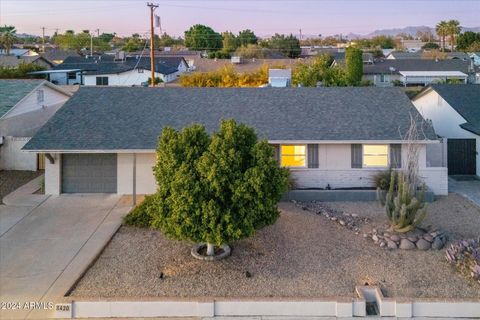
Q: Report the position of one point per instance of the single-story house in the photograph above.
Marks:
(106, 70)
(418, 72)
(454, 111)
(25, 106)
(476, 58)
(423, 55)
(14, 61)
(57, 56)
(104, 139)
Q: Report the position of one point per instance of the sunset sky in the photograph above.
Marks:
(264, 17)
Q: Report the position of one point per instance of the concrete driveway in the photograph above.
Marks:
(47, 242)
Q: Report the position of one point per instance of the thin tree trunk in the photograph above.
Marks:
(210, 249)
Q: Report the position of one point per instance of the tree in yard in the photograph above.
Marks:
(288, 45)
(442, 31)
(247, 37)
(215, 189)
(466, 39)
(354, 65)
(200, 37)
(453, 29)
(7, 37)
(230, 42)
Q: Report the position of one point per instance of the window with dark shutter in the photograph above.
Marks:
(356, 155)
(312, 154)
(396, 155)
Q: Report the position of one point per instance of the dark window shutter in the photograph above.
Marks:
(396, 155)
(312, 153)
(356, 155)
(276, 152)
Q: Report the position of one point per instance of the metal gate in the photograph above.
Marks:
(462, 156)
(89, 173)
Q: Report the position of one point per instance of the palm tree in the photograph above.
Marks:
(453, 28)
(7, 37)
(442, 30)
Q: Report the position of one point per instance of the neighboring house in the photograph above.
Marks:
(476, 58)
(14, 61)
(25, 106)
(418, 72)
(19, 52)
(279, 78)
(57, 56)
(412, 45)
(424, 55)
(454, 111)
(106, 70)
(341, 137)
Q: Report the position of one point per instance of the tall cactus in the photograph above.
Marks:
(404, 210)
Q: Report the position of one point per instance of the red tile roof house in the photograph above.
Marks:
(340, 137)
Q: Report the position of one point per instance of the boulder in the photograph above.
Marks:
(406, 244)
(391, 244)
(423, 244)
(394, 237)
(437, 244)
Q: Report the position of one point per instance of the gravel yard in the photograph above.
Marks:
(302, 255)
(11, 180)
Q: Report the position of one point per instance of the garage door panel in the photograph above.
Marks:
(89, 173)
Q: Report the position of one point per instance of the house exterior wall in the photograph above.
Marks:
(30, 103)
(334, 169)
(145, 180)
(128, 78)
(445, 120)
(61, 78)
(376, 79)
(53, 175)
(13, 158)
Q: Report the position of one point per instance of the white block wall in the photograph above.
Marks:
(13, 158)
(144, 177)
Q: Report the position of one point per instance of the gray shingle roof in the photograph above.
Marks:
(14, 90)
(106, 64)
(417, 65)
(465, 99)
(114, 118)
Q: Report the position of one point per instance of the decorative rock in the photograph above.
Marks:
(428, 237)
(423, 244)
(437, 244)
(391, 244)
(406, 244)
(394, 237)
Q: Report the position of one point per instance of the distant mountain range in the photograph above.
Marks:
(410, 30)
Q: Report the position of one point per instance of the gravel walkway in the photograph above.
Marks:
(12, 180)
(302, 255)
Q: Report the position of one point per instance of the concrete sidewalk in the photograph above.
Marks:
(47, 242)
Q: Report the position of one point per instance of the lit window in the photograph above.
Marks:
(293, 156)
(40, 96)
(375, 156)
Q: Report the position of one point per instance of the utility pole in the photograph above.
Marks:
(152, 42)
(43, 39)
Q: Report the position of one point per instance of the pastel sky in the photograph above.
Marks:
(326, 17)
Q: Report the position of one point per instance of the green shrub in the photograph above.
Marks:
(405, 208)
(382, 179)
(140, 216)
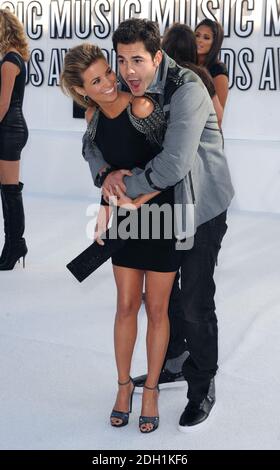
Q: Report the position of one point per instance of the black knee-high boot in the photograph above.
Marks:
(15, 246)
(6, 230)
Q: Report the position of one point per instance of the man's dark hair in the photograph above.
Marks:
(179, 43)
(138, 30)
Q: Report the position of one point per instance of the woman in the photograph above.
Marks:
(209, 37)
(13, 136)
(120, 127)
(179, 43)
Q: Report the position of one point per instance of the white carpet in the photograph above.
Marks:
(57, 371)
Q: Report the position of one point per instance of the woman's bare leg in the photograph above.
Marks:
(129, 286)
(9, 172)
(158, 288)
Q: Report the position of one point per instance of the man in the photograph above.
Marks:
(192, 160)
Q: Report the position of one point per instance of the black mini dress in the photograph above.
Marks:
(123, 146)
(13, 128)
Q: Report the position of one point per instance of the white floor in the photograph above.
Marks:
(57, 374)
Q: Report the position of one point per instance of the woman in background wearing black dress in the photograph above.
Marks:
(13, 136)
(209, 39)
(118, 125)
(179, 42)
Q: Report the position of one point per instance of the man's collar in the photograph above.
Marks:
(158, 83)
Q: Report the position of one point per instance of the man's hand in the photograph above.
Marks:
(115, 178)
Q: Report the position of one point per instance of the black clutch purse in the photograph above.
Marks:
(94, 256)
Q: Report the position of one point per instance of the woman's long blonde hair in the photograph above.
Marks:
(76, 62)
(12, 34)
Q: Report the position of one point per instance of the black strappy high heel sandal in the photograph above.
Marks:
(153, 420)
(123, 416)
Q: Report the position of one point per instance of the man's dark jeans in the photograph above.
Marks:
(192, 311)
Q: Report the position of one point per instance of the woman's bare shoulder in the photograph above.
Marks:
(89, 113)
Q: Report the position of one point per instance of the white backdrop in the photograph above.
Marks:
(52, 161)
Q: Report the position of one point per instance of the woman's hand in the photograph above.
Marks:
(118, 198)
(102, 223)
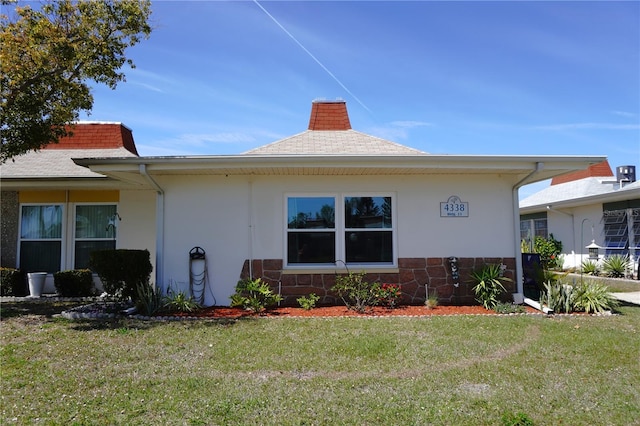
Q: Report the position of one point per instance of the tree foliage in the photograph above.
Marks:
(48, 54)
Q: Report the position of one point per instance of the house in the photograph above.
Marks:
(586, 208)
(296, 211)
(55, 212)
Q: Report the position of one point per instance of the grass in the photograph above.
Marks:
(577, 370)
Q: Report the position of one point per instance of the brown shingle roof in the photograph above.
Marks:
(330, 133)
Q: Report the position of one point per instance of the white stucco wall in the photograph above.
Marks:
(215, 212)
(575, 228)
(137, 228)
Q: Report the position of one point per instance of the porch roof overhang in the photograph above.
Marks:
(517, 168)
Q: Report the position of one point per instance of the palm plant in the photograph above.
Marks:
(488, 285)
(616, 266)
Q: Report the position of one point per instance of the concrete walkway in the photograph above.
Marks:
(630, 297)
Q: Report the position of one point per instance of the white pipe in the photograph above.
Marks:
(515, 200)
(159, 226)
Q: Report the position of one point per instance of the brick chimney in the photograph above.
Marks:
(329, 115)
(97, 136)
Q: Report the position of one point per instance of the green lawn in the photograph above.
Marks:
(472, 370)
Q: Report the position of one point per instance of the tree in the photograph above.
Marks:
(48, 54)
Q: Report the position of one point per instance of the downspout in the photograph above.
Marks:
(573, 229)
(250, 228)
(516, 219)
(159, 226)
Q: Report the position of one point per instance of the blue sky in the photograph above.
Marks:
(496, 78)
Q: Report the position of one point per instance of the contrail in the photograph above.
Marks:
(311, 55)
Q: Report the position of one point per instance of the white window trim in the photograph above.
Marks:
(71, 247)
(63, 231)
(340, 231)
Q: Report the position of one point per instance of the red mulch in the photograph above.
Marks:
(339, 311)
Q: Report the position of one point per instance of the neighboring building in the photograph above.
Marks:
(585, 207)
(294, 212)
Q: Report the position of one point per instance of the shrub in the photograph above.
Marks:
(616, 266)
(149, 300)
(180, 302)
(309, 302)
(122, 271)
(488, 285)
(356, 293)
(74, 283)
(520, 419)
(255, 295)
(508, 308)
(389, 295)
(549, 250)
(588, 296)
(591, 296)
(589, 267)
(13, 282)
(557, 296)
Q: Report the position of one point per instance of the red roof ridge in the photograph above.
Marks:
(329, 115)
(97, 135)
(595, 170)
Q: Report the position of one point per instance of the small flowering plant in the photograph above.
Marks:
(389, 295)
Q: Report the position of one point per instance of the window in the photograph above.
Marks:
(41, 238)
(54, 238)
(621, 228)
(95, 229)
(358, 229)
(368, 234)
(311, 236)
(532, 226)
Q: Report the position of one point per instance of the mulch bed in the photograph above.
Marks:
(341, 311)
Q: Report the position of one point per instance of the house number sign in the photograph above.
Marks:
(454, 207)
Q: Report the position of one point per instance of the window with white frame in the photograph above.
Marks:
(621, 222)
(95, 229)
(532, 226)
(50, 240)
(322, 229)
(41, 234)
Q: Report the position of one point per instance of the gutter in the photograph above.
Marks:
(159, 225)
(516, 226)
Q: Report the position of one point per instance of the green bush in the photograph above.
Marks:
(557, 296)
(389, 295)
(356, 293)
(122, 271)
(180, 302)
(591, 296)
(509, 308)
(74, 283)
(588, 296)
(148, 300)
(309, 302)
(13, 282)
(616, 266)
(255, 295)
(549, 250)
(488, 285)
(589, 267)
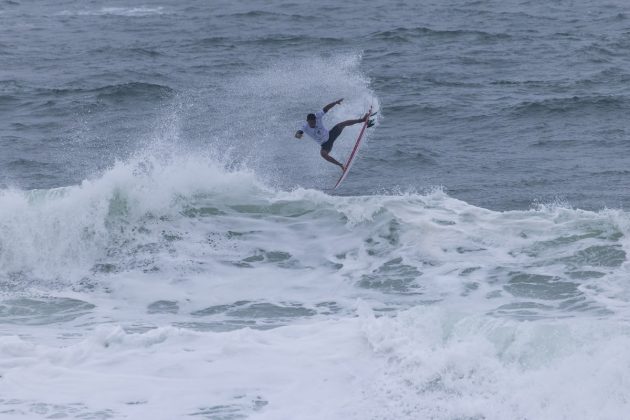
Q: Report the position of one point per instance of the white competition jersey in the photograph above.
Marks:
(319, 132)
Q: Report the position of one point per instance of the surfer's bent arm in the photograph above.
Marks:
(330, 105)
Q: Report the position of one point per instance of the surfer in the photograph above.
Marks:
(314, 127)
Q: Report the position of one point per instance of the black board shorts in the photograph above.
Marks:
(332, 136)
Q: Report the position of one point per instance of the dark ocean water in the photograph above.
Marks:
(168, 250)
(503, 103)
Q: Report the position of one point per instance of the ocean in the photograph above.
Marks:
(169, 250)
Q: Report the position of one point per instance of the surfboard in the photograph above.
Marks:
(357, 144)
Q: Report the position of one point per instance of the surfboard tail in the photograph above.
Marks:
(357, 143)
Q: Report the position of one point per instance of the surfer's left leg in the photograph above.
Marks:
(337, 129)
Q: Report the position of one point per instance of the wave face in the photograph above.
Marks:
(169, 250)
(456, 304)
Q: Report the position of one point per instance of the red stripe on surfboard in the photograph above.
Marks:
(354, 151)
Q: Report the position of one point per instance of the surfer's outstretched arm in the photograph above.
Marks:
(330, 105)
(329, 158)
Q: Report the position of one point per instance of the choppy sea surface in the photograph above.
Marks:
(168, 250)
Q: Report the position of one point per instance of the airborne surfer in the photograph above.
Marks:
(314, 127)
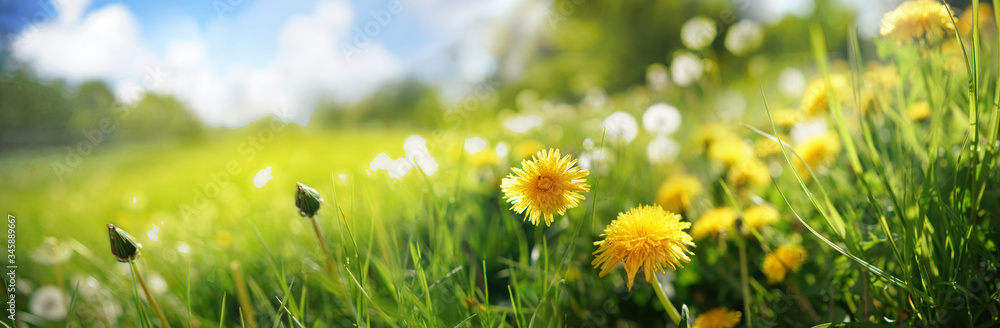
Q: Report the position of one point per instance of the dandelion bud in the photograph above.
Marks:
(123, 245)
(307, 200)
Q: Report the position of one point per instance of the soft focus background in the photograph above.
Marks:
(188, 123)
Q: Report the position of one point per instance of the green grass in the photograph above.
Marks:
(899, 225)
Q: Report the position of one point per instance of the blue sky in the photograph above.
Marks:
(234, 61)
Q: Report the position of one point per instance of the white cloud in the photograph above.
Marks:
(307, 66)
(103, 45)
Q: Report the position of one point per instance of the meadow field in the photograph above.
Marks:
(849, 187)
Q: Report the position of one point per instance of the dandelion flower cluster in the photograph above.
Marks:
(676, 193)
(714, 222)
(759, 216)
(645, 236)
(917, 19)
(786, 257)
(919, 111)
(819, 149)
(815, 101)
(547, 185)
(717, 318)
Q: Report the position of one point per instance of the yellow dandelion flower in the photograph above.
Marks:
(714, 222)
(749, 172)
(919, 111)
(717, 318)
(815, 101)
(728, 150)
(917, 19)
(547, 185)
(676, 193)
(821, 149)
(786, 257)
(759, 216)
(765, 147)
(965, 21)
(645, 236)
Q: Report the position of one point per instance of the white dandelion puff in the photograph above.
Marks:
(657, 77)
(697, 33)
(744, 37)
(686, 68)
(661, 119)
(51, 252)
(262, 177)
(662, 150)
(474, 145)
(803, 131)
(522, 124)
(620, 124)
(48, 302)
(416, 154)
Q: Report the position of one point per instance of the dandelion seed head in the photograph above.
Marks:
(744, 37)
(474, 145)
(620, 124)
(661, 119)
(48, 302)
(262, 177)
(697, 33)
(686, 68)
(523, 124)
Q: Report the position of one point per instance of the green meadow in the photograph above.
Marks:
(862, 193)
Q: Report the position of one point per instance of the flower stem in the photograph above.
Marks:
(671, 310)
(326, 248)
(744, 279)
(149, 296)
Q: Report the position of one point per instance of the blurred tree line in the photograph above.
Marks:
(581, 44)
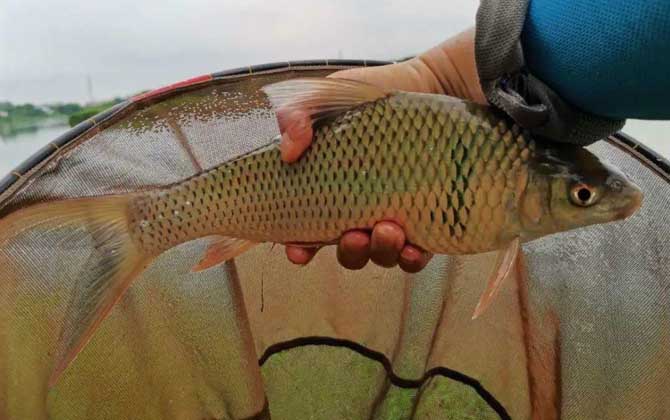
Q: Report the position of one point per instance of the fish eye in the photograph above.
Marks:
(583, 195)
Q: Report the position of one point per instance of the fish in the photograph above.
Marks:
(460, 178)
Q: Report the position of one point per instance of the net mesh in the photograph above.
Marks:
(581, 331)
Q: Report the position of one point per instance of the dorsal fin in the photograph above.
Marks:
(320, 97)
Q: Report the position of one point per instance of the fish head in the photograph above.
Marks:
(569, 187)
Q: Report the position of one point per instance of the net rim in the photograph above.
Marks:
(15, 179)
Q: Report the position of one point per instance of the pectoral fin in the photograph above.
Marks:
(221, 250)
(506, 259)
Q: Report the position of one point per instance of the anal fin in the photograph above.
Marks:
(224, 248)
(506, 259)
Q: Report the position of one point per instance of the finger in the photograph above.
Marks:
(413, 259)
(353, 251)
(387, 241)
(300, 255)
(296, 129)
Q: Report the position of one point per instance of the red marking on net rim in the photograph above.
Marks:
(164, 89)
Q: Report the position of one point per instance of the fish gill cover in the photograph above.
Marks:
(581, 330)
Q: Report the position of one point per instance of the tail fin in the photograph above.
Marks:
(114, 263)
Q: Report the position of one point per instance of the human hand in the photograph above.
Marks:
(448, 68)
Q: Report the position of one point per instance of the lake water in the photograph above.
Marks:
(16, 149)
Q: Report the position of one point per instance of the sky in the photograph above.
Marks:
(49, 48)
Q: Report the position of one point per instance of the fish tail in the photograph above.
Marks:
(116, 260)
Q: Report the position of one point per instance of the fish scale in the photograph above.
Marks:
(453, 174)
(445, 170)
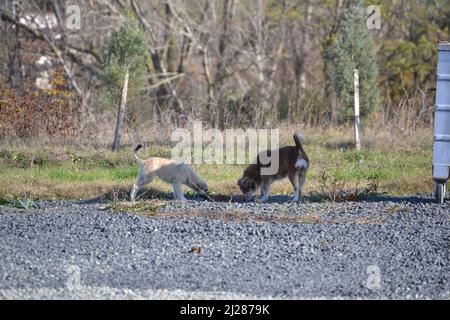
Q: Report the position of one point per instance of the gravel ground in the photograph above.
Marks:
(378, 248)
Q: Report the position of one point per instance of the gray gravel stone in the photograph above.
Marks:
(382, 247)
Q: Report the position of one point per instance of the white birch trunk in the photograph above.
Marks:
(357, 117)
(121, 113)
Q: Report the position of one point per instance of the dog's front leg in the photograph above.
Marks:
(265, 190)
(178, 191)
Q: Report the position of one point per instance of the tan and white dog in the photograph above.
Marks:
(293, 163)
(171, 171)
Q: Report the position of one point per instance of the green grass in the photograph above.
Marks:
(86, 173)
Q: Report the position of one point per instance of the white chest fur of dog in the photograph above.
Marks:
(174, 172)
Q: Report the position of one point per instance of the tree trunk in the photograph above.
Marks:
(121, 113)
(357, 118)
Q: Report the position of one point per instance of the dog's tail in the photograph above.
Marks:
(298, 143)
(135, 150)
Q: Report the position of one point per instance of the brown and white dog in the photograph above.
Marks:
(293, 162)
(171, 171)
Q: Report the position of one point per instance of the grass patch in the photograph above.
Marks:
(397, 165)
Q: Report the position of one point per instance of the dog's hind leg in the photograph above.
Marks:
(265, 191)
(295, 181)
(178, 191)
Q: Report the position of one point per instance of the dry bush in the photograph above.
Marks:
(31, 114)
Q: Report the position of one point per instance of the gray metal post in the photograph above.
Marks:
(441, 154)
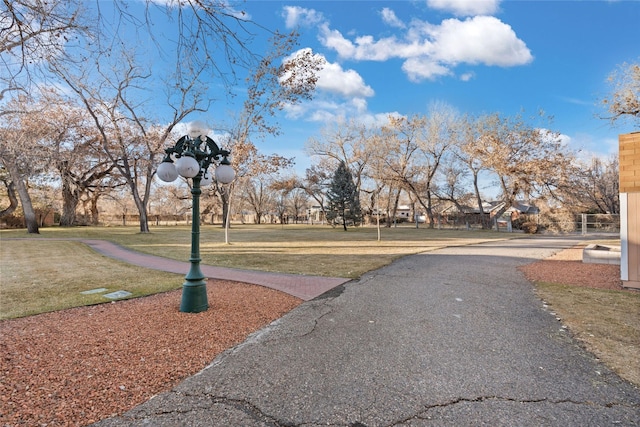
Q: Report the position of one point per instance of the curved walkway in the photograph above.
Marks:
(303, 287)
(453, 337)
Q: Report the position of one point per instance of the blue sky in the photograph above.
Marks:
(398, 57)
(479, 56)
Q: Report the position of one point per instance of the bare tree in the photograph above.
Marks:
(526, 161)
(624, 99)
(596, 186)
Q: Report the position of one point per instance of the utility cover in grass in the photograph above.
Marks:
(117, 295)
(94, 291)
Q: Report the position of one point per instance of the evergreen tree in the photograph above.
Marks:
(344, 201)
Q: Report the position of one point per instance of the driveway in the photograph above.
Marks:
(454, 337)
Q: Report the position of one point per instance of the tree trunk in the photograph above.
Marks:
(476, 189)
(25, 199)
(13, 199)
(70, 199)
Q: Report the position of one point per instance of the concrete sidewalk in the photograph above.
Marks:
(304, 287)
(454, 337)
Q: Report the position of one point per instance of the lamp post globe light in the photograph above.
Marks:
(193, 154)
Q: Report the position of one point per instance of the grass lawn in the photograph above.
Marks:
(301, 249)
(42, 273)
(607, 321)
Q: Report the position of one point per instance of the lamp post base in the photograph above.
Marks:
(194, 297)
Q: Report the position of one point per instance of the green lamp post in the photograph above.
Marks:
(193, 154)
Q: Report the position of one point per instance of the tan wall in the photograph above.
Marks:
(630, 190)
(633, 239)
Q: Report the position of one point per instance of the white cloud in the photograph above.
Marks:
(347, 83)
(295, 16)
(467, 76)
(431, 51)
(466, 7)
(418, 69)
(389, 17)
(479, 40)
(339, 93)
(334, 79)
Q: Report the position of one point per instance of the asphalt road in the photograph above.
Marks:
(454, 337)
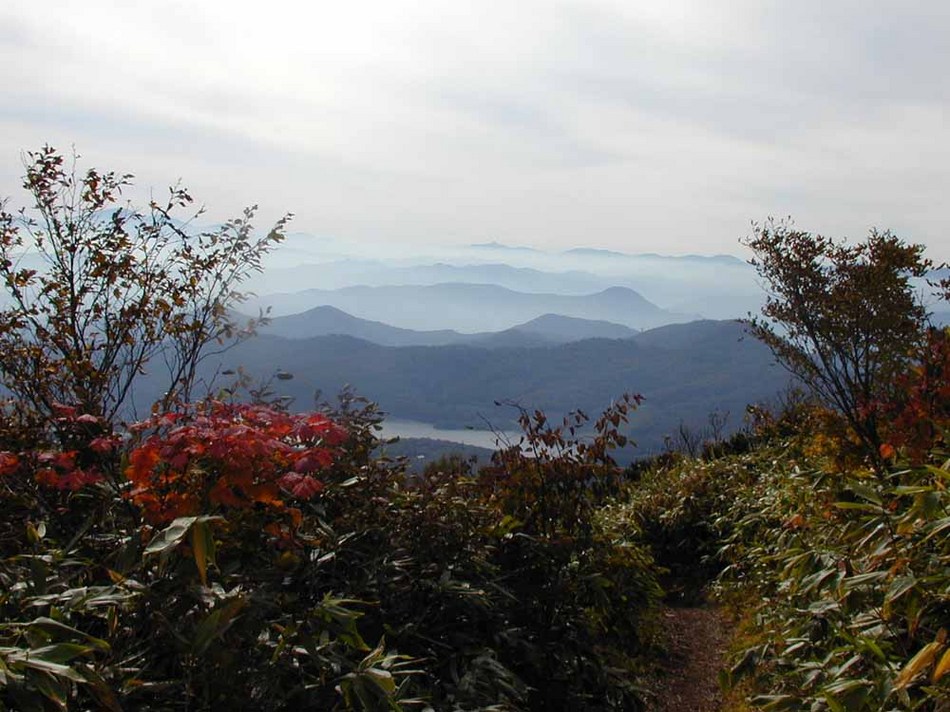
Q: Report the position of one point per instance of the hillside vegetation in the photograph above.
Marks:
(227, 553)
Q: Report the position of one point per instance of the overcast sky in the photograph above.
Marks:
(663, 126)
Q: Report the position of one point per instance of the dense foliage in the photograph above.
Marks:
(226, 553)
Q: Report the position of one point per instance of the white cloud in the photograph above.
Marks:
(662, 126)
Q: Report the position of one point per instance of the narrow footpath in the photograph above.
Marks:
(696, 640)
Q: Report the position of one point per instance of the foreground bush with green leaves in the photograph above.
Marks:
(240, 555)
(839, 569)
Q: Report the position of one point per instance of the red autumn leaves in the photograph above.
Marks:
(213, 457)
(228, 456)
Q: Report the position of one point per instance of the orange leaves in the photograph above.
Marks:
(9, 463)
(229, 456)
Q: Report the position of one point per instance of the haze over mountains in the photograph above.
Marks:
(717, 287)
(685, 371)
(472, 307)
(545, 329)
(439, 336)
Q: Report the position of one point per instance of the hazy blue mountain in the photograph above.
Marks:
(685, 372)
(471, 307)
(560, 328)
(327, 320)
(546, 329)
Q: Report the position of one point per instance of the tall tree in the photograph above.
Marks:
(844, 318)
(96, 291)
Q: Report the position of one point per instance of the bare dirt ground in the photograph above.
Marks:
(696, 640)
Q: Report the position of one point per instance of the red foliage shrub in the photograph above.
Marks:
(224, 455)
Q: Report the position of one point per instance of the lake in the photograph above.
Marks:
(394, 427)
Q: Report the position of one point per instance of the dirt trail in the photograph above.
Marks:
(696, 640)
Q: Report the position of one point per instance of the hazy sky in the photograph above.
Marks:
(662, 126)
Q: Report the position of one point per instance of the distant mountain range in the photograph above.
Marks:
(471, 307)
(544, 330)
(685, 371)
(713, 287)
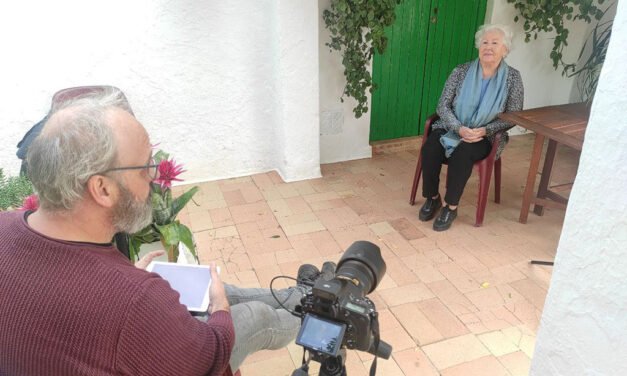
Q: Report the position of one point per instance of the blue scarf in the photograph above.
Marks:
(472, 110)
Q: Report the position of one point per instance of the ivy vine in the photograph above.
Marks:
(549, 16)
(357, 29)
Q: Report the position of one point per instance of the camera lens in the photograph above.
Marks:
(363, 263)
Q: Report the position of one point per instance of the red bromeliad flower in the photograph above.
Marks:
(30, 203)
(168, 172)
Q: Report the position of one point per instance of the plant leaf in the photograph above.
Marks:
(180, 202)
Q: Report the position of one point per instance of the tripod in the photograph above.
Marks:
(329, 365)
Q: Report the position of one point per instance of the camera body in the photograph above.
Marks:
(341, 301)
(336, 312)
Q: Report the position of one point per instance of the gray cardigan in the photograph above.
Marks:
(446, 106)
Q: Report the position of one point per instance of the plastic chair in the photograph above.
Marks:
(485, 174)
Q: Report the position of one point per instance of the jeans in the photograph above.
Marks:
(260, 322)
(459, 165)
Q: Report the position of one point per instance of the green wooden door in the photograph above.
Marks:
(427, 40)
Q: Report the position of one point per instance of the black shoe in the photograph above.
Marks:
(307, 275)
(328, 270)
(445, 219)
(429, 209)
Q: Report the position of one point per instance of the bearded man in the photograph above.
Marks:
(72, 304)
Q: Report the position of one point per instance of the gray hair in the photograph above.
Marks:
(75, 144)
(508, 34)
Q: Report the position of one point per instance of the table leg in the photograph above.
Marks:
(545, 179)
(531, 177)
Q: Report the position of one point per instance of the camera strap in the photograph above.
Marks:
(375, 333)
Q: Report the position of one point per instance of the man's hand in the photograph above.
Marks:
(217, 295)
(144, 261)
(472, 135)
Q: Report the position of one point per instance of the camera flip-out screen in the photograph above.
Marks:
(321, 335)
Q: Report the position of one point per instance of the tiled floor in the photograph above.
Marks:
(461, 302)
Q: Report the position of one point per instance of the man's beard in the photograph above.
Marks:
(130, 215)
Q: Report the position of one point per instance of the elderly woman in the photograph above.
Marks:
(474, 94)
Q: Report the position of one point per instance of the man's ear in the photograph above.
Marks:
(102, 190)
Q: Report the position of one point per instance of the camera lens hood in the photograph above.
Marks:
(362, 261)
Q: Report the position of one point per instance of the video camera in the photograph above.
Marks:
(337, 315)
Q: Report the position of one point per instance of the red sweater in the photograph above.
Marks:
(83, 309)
◇ ◇ ◇
Short exercise
Give the lines exactly as they stand, from the line with "bearded man in the photograph above." through the end of the material.

Solution
Q: Report the position of one point per instance of the bearded man in the photograph above.
Marks:
(72, 304)
Q: Report the position of one point per instance of the gray hair in the photograph above.
Marks:
(75, 144)
(508, 34)
Q: Report the position of one point per instance of the table leg in the photograph above.
Marks:
(545, 179)
(531, 177)
Q: Report the position of one point per instance of the camera strap in the photograph above.
Marks:
(375, 333)
Q: Report the position of one point per instance of the man's hand in the photograph above.
Marks:
(217, 295)
(144, 261)
(472, 135)
Q: Report the position of one point per instance of the camera flip-out screen in the photograph above.
Marks:
(321, 335)
Q: Report the position of one point per instance of the tiled floor in the photograph above.
Marks:
(461, 302)
Q: Report the position of one point per instance of the man's beard in the photograph above.
Marks:
(130, 215)
Q: Report the position of one point per instance of the elderly woman in the photograph above.
Marks:
(474, 94)
Q: Report the position of one point per instance of the man's ear in the photograph above.
Marks:
(102, 190)
Q: Report the position of one point per instance of the camera lens hood in the photograph above.
Marks:
(362, 261)
Q: Report the position of one point per instance of the video camera in the photograph above.
Marks:
(337, 315)
Q: Report the position of one point per instance of the red sweater in the photograph above.
Marks:
(83, 309)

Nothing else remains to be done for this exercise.